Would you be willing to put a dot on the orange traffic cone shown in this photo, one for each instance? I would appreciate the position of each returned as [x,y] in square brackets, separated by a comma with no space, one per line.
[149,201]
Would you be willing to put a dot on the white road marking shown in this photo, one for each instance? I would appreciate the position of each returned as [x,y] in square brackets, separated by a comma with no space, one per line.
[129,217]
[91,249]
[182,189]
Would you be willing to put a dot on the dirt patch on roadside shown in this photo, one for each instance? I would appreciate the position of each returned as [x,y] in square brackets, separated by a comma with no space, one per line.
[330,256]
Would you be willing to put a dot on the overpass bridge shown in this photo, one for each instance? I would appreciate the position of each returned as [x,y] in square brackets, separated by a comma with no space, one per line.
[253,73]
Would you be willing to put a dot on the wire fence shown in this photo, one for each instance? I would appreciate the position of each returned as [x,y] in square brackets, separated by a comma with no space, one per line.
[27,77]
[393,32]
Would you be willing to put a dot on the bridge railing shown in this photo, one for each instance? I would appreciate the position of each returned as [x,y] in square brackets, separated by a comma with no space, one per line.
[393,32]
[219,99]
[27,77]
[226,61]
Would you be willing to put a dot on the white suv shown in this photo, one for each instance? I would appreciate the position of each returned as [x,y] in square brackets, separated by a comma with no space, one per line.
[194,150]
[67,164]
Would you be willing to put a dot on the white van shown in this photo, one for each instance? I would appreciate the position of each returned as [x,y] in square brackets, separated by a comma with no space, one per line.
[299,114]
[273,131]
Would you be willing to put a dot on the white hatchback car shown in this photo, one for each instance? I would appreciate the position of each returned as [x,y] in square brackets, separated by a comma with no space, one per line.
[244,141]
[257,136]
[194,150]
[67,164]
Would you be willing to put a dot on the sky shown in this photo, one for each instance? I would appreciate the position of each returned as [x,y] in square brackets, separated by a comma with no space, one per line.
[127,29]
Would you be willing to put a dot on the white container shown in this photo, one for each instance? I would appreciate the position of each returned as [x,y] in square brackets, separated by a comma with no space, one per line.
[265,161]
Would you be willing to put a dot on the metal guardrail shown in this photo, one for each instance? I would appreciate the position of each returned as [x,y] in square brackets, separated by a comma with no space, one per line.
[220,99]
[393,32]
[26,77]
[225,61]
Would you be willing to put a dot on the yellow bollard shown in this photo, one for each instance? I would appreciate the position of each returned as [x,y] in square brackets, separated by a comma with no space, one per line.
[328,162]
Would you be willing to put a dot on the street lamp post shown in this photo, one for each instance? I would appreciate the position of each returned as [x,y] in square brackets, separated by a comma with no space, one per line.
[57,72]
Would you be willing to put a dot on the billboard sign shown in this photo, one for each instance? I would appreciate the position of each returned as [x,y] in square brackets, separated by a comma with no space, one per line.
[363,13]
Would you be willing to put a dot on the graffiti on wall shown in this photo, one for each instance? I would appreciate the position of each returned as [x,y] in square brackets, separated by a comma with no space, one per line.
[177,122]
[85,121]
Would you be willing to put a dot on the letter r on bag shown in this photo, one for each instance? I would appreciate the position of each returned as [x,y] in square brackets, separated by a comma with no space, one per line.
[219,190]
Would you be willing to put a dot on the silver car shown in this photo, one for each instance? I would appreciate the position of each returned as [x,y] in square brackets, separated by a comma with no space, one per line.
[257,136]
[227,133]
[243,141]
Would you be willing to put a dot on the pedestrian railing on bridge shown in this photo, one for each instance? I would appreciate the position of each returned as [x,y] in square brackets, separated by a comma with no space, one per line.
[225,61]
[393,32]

● ● ● ● ●

**Given request:** Print out every record again, exactly and in full.

**Written answer:**
Would you be willing to put a dot on the orange traffic cone shown in this photo, one for each instance? I would appreciate the position of each returned as [x,y] in square brackets, separated by a comma with no space, one per line.
[149,201]
Would you be willing to put a dot on the white road marking shown in this photo, one for each instance? I would appreciate the position of each returned as [x,y] in square brackets, separated by a comma with no space, one per line.
[129,217]
[91,249]
[182,189]
Would you be willing to put a dot on the dirt patch on roadside shown in this photo, one for each instance? I would appreciate the position of each returned as [x,y] in square brackets, separated by a comma with no space, one per line.
[330,256]
Would you be willing to put a dot on the overpass bridge shown in this photo, one for each instance? I would appreciate the position of each returned as [x,y] in square brackets, separated by a comma with no space, one per line.
[253,73]
Would you be willing to put a dot on the wire fence shown in this photo, one for each instance? I would appreciate the position of each returned as [x,y] in square brackets, separated by a comma with no space, one per line.
[27,77]
[393,32]
Would you be willing to put a dot on the bridge railing shown in this photo, one for each instance? I would appreciate the position of each returned as [x,y] in square brackets, separated by a comma with no space, one per line.
[393,32]
[219,99]
[27,77]
[226,61]
Would you be willing to put a dot on the white suv shown in this photo, one for each instance? I would appreciate the position of each returned as [x,y] in square brackets, separated by a comma with no space, one per line.
[194,150]
[67,164]
Would you be willing to put a dot on the white van shown in this photo, one for each instance? I would appreciate the position of each returned as [x,y] in square brackets, separated by a comma with no space, one per line.
[299,114]
[273,131]
Would you be willing to put a dot on the white hatchback car shown in this photo, one for each instance? I would appreciate the position of each returned as [x,y] in square brackets, separated by a comma with no space, one per line.
[244,141]
[257,136]
[194,150]
[67,164]
Would you be willing to put a dot on the sky shown in this photo, one for each instance? I would appreciate the position of each returned as [x,y] in square brackets, separated by a comma with no space, one per line.
[127,29]
Would you be willing to put a dot on the white container shown in this photo, one for each instance? I would appreciate the position of each returned as [x,y] in square brackets, separated by a comma with no space, one per line.
[265,161]
Would you be willing to put a dot on the metal guardrail shown in this photo, one for each instance? I would appreciate the position of each returned as [x,y] in square brackets, separated by a comma with no space, one per line.
[220,99]
[393,32]
[26,77]
[225,61]
Would you be willing to put a dot on the yellow bollard shown in this photo, one for each instance? I would appreciate the position of each returned as [x,y] in square brackets, separated by a comma with no space, one per line.
[328,162]
Would you be willing to put a dot on the street lamp post shown in this photo, one for each instance? I would appreciate the position of each returned as [x,y] in square brackets, separated by a comma with no space, one per line.
[57,72]
Would you be willing to put a dot on the billboard sign shown in this photo, one for each instance? I would appreciate the position of each returned as [x,y] in square brackets, separated by a comma with no space, one per line.
[363,13]
Would you be willing to put a dot on the graffiti on wall shown in this photo, one for each instance? I would appreciate the position of each returned as [x,y] in square brackets, separated by a comma with no space, one per line.
[177,122]
[85,121]
Would you be willing to put a dot on the letter r on bag shown in this photo, one for each instance? I would appreciate the position of each returned as [x,y] in square brackets, separated by a comma with no space, one per line.
[219,190]
Would you be willing to put a dot on the silver car shown in this photo, one for each instance? I would appreciate the position of each returned as [x,y] in square brackets, separated by a comma with no space, one per line.
[257,136]
[227,133]
[243,141]
Would you be willing to put a dot on the pedestrian railing on bridge shown in this photo, one for each instance? I would appreciate the position of each returned as [x,y] in square brackets, separated by a comma with no space, one per line.
[225,61]
[393,32]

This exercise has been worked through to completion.